* **WRITTEN TASK**: Exact copies are required of the lines from the line containing "Would you mind marking the sky" through the final line of the listing, both included, and of no other lines.

* **INPUT**:
= = = =

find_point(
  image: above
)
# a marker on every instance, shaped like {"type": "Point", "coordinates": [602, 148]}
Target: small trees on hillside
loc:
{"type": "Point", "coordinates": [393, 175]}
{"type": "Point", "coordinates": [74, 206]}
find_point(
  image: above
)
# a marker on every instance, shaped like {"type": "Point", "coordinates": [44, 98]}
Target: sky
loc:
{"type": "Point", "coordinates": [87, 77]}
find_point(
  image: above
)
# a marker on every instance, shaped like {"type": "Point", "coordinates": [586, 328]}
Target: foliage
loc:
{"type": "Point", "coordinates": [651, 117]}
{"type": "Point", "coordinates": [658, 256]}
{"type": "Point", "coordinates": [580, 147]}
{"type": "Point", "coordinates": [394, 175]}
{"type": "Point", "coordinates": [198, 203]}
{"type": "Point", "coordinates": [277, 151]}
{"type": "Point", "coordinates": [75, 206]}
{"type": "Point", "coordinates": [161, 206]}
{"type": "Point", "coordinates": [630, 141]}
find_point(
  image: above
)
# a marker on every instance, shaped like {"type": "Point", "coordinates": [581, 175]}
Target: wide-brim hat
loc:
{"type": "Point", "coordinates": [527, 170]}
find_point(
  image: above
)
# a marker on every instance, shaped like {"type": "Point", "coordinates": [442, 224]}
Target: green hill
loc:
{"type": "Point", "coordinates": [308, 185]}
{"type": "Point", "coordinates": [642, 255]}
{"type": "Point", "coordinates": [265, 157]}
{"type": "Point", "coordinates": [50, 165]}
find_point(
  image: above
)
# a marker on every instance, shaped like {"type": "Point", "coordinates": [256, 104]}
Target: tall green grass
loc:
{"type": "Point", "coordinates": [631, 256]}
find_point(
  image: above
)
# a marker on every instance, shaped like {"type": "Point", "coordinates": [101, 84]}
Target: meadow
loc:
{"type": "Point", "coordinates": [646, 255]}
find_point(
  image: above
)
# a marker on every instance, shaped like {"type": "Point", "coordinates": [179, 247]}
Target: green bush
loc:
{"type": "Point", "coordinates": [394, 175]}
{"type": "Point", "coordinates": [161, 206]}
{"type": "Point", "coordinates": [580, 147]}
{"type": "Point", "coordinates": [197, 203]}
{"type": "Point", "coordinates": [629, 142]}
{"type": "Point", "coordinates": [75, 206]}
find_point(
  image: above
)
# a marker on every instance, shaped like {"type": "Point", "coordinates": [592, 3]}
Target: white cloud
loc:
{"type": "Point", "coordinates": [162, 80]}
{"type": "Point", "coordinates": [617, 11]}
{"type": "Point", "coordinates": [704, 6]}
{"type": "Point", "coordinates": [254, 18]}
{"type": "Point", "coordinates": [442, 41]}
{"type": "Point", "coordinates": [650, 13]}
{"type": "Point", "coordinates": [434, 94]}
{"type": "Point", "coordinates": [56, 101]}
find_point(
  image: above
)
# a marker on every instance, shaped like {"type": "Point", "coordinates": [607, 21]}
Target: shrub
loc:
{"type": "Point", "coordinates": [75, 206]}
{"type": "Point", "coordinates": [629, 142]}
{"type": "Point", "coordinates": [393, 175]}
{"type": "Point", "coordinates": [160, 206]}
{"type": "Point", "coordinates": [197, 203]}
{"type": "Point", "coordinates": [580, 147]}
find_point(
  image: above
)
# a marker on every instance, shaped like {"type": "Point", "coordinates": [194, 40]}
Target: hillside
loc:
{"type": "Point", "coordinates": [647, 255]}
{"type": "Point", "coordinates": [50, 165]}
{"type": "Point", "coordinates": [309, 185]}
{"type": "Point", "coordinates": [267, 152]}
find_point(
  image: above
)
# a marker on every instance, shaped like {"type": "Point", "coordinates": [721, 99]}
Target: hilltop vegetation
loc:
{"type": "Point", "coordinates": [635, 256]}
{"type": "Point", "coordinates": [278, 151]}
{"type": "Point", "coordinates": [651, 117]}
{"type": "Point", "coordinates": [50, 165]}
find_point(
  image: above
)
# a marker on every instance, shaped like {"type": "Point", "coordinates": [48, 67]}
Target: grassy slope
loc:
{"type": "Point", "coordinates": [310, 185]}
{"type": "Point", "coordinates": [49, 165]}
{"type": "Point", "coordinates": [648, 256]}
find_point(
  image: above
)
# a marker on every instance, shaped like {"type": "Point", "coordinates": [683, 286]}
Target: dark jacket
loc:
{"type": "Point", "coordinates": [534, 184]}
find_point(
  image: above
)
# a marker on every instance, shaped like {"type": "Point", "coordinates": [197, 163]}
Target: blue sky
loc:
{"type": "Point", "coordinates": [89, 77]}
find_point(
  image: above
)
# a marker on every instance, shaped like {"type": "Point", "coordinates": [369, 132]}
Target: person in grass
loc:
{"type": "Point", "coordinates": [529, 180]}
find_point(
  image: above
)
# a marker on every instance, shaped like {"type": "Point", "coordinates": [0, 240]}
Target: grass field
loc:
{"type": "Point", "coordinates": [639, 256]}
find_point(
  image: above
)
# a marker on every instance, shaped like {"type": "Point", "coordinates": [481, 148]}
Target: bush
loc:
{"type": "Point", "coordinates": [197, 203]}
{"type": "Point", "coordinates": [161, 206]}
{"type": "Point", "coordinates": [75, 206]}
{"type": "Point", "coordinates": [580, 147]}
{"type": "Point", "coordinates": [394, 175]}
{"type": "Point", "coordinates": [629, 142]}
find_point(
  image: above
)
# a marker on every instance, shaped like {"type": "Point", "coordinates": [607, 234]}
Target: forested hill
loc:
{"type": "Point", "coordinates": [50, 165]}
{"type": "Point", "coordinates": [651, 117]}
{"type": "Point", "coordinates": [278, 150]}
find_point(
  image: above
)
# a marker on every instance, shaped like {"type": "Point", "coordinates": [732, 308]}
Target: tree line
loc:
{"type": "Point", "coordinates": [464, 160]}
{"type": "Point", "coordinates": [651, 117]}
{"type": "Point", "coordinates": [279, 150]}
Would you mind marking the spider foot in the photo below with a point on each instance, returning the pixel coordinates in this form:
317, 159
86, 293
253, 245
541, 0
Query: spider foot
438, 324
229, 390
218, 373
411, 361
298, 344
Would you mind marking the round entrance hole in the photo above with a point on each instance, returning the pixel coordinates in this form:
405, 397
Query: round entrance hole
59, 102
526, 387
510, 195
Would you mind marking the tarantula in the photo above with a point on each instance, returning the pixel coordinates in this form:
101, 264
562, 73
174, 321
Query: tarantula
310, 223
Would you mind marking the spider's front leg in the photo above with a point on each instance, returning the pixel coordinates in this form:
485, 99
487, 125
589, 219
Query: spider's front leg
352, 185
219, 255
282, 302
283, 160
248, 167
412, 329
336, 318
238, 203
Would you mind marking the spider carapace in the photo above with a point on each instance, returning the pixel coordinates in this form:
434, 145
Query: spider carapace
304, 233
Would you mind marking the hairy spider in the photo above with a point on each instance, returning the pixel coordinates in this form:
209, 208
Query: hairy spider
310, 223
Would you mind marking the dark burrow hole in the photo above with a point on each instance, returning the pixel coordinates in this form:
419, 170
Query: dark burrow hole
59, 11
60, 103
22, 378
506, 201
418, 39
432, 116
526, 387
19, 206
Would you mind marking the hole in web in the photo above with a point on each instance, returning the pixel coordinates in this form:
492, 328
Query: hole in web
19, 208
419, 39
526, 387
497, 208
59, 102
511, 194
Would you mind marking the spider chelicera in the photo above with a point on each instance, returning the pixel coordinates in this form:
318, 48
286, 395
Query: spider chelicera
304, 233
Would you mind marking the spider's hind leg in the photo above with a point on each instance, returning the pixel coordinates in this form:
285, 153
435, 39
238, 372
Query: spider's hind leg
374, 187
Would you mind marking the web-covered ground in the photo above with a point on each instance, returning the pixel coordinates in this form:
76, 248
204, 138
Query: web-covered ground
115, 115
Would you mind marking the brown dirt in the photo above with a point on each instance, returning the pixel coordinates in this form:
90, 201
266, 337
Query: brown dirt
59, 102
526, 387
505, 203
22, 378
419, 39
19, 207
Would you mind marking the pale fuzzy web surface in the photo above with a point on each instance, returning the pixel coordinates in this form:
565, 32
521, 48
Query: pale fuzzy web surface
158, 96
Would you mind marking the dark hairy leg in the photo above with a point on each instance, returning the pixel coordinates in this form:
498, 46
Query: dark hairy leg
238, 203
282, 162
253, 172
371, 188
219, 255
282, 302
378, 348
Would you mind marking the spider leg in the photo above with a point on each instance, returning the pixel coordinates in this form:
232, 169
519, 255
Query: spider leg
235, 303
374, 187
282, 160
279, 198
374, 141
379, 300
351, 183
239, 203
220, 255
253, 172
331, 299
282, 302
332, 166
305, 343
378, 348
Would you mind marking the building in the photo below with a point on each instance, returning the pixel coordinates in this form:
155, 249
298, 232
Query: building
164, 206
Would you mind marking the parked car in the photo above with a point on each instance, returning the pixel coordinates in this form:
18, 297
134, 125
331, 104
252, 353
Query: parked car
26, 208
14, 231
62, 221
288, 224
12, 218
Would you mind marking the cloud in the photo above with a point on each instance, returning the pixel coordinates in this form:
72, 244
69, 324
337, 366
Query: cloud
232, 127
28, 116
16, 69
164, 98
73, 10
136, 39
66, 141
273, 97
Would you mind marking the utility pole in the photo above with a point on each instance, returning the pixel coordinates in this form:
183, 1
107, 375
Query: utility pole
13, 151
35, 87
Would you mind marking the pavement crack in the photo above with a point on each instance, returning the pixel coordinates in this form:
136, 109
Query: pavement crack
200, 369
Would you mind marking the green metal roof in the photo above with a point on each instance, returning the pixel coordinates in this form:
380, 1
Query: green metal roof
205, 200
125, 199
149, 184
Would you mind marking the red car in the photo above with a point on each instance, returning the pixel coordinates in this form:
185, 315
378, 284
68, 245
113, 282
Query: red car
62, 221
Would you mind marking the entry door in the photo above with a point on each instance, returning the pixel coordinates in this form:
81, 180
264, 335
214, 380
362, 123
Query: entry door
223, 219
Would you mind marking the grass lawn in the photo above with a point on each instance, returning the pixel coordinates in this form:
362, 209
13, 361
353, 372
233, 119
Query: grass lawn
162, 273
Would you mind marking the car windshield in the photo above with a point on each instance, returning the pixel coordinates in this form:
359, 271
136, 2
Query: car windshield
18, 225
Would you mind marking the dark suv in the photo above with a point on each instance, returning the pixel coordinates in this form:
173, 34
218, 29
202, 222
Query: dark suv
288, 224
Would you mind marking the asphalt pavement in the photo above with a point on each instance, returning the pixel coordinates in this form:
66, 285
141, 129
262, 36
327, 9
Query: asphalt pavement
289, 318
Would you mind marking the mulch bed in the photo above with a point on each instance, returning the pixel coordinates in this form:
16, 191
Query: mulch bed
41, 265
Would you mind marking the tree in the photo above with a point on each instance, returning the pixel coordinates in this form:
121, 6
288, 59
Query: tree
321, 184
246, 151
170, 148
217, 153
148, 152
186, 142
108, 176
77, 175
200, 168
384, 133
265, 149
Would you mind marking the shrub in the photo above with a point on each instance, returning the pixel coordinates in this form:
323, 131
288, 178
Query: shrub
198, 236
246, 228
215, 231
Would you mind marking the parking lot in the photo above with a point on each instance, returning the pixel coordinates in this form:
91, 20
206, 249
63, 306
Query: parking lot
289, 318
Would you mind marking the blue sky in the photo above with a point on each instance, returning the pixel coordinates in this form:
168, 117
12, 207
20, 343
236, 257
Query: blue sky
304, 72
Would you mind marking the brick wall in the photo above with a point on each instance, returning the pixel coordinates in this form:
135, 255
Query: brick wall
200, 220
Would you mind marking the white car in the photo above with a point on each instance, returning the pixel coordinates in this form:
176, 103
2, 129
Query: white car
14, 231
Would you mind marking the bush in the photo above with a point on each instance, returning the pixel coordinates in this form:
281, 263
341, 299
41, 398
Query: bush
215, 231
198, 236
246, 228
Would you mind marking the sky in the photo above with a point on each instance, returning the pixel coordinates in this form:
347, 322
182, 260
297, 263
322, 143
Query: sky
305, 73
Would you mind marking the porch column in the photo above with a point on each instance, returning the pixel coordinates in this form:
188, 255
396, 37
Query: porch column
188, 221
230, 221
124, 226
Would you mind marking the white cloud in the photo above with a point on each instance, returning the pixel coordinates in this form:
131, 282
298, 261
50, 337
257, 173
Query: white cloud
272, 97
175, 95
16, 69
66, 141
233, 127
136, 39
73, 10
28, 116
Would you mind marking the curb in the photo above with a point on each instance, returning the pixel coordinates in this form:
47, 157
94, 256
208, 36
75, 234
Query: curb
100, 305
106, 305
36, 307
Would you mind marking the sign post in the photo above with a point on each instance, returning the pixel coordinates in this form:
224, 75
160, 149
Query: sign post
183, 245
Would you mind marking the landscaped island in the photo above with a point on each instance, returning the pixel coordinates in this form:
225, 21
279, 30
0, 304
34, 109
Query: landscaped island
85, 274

= = = =

* **RESPONSE**:
Would you mind marking the sky in the photo above with a point on each instance, returning the pixel coordinates in this form:
347, 322
182, 260
297, 263
322, 143
Query: sky
305, 73
Would you mind marking the porch column in the photo above with a point on each instance, returning the pixel coordinates in this form:
188, 255
396, 37
Query: porch column
188, 221
230, 221
124, 226
Would you mind marking the white cloud in the photo above with a point on each instance, returning the pixel coordinates in this form:
131, 282
298, 261
50, 337
257, 173
Query: white cloud
272, 97
175, 95
16, 69
66, 141
233, 127
136, 39
73, 10
28, 116
Would you mind marking the curb in the photo above with a point on each instance, returning the pixel coordinates in this form:
47, 157
94, 256
208, 36
75, 234
Query: curb
100, 305
106, 305
36, 307
Would you mind marking the sign post in the photo above with a point on each instance, returning the pixel coordinates in this form:
224, 75
160, 149
Query: sign post
183, 245
Would you mind marking the landscaped island in the photo above with a point on each instance, returning the pixel coordinates in this form:
225, 21
279, 30
0, 304
34, 109
Query: landscaped island
85, 274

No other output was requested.